START Records shown
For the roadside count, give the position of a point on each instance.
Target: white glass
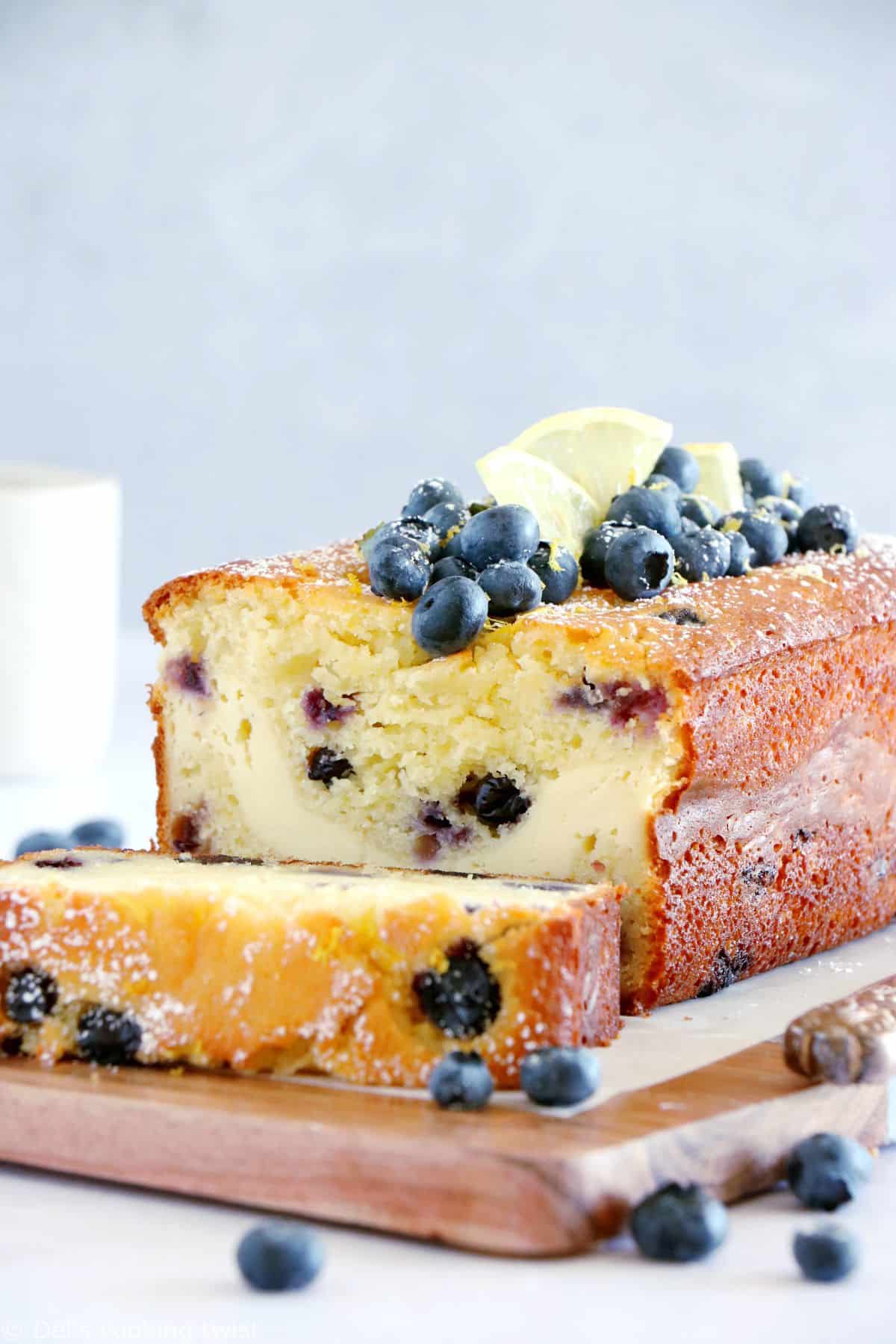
(60, 557)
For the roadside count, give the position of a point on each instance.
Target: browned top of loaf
(802, 600)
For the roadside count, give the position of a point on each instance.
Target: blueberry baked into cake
(652, 665)
(364, 974)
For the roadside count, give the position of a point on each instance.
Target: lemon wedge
(605, 449)
(564, 511)
(719, 475)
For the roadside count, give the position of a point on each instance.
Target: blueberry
(31, 995)
(559, 1075)
(827, 1254)
(496, 800)
(447, 517)
(680, 467)
(679, 1223)
(452, 566)
(828, 527)
(274, 1257)
(399, 569)
(107, 1036)
(664, 483)
(450, 616)
(511, 586)
(38, 840)
(461, 1081)
(647, 505)
(828, 1171)
(430, 492)
(741, 554)
(558, 570)
(408, 529)
(704, 554)
(464, 999)
(594, 553)
(763, 532)
(759, 479)
(504, 532)
(640, 564)
(104, 833)
(700, 510)
(326, 765)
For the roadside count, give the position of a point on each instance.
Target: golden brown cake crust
(802, 600)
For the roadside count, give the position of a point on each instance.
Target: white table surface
(82, 1261)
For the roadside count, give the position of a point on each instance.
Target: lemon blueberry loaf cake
(366, 974)
(671, 679)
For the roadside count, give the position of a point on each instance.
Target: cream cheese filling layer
(588, 819)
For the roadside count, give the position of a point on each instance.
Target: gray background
(273, 261)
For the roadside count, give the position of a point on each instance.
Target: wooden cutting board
(507, 1180)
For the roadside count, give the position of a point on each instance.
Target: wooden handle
(849, 1042)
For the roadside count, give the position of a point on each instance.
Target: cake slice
(726, 750)
(364, 974)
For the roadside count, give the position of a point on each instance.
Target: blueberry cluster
(662, 530)
(556, 1075)
(682, 1223)
(464, 564)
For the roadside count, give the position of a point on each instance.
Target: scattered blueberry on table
(101, 833)
(38, 840)
(277, 1257)
(104, 833)
(679, 1223)
(827, 1171)
(461, 1081)
(827, 1254)
(561, 1075)
(679, 465)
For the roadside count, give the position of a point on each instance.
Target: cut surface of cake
(364, 974)
(727, 750)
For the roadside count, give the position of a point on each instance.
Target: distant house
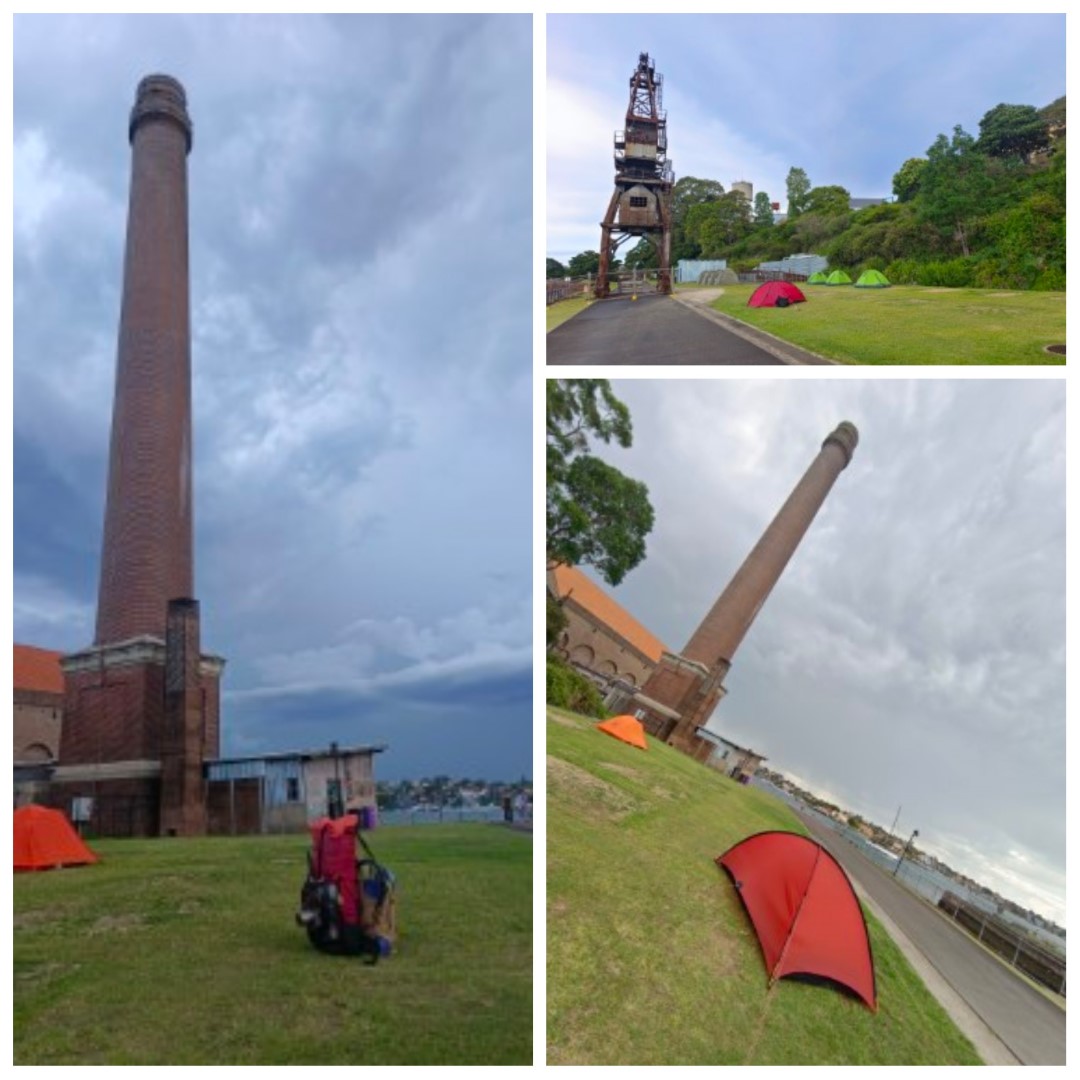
(737, 761)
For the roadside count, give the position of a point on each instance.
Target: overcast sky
(360, 200)
(846, 97)
(913, 653)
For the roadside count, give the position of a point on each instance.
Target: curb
(772, 345)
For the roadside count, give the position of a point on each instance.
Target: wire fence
(975, 912)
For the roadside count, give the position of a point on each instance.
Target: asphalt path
(1031, 1026)
(651, 329)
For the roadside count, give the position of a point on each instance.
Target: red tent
(775, 294)
(626, 728)
(44, 839)
(804, 909)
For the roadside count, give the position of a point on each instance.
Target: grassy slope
(185, 952)
(650, 956)
(908, 324)
(561, 311)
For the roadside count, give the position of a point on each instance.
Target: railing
(1037, 963)
(568, 288)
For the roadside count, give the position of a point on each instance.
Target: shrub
(567, 689)
(902, 271)
(952, 273)
(1051, 280)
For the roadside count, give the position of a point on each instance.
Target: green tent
(873, 279)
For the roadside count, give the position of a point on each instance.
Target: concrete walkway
(664, 329)
(1008, 1020)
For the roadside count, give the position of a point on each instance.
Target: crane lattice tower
(640, 203)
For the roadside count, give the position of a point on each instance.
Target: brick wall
(36, 726)
(592, 645)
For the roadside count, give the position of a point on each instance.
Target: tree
(955, 186)
(584, 265)
(1013, 131)
(689, 191)
(905, 183)
(718, 225)
(595, 514)
(798, 188)
(828, 201)
(763, 210)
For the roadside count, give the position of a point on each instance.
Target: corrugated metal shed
(689, 270)
(797, 264)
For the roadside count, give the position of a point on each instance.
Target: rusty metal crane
(640, 204)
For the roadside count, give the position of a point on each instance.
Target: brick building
(602, 638)
(39, 705)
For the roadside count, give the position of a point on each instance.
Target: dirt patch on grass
(117, 923)
(590, 793)
(30, 920)
(623, 770)
(38, 974)
(567, 721)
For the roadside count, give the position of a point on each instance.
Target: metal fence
(567, 288)
(946, 893)
(996, 935)
(437, 815)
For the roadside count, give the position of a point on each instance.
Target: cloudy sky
(360, 200)
(846, 97)
(913, 653)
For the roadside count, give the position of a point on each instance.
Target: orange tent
(626, 728)
(45, 839)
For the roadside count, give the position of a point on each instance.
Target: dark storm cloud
(914, 650)
(361, 213)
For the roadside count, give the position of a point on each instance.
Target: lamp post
(904, 852)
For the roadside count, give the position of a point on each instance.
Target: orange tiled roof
(38, 670)
(589, 595)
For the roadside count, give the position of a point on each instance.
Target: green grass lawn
(186, 952)
(909, 324)
(558, 312)
(651, 958)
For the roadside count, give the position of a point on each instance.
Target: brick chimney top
(846, 436)
(160, 97)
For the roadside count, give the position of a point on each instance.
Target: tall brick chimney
(147, 552)
(116, 734)
(684, 689)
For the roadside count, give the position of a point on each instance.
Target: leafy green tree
(905, 181)
(955, 186)
(595, 514)
(1013, 131)
(584, 264)
(828, 200)
(798, 188)
(763, 210)
(717, 225)
(691, 191)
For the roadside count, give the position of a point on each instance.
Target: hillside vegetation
(986, 212)
(651, 959)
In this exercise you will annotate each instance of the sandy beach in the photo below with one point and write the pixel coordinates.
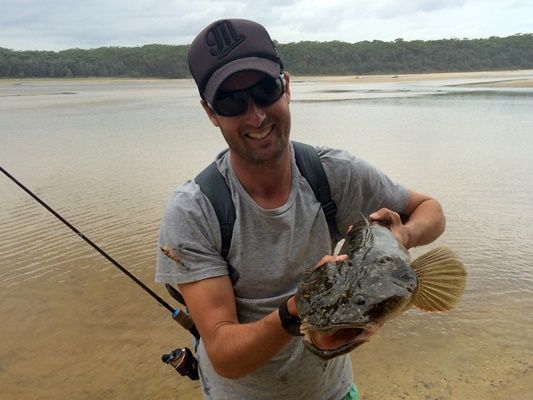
(519, 78)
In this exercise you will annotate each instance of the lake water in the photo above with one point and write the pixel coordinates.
(107, 154)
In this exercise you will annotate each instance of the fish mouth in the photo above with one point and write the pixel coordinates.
(330, 343)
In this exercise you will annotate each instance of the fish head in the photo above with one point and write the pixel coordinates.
(343, 304)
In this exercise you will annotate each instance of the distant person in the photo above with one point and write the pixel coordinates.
(243, 306)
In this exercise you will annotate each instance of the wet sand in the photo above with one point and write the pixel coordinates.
(512, 78)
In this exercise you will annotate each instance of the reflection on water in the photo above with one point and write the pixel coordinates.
(107, 154)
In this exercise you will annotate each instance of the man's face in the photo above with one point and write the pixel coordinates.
(260, 134)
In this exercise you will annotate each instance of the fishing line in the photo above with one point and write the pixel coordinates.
(177, 314)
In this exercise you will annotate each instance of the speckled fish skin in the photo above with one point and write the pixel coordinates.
(375, 284)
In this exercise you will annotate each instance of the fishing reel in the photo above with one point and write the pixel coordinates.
(183, 361)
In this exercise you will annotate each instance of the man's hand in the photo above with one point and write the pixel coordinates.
(394, 222)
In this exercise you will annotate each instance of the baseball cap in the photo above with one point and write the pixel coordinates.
(228, 46)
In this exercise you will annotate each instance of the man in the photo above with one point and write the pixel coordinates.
(280, 229)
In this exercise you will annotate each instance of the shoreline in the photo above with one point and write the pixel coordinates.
(496, 79)
(517, 78)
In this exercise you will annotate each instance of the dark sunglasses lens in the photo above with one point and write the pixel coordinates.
(264, 93)
(267, 91)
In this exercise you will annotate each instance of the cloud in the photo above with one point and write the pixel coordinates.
(61, 24)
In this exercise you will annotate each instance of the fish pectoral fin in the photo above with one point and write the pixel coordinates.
(441, 280)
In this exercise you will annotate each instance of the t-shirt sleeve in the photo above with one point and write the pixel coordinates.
(358, 188)
(189, 239)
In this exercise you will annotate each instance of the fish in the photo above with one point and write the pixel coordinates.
(343, 304)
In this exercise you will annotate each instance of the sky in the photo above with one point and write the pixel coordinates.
(61, 24)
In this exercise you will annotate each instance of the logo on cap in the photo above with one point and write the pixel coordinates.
(222, 39)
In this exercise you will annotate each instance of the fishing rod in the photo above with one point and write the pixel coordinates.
(178, 315)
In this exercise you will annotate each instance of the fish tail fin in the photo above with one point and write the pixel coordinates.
(441, 280)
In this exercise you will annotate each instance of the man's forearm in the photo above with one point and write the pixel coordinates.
(426, 223)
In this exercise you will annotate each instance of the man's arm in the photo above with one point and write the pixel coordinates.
(425, 222)
(234, 349)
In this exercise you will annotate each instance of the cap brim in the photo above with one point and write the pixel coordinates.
(260, 64)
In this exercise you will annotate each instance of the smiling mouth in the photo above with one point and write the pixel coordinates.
(260, 134)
END Records shown
**Work instructions**.
Extract, unchanged, the closing run of lines that opens with the line containing "In this exercise you will annotate each instance of the dark" and ends with the last line.

**Exercise response**.
In this exercise you will annotate each instance of the dark sunglasses lens in the photo above with one point and write the pixel coordinates.
(264, 93)
(267, 91)
In this exercise you will annotate each instance of the cloud in the photo above with one point and write the pixel coordinates.
(61, 24)
In this exercise you will annotate each instance of the fish pectoral fin in the photo above with one point and write the pixel coordinates.
(441, 280)
In this exercise you will annotate each instance of the t-shirt sleeve in the photo above with one point and write the pixel coordinates.
(358, 188)
(189, 239)
In this exercise you will annotate each instance of the fish in the photo above with one point and write the pixel coordinates.
(343, 304)
In this exercise you will annotate each instance of the sky in the photo above with one point and write the pixel coordinates.
(61, 24)
In this exercise you will annotate each instance of the logo on cap in the photo above with one point and write the pixel coordinates.
(222, 39)
In this exercise you will annotate each instance of the fishing rod in the photo above with one point and write the pixel coordinates.
(178, 315)
In this exercise you will annotate each instance of the fish tail fin in the photo above with one point and write the pixel coordinates.
(441, 280)
In this exercise you will annotate each instance of the man's forearm in the photo above with one point and write the pixel coordinates.
(426, 223)
In this exercise you will annotate each instance of the man's arm in the photo above with one point and write the pixel coordinates.
(425, 222)
(234, 349)
In this exercise you will annotate each instance of the cap brim in the photo above with one point and write the pixel coordinates.
(260, 64)
In this exercise you will annotate each instance of the smiling mouth in the photo above with one point and write the pixel coordinates.
(260, 134)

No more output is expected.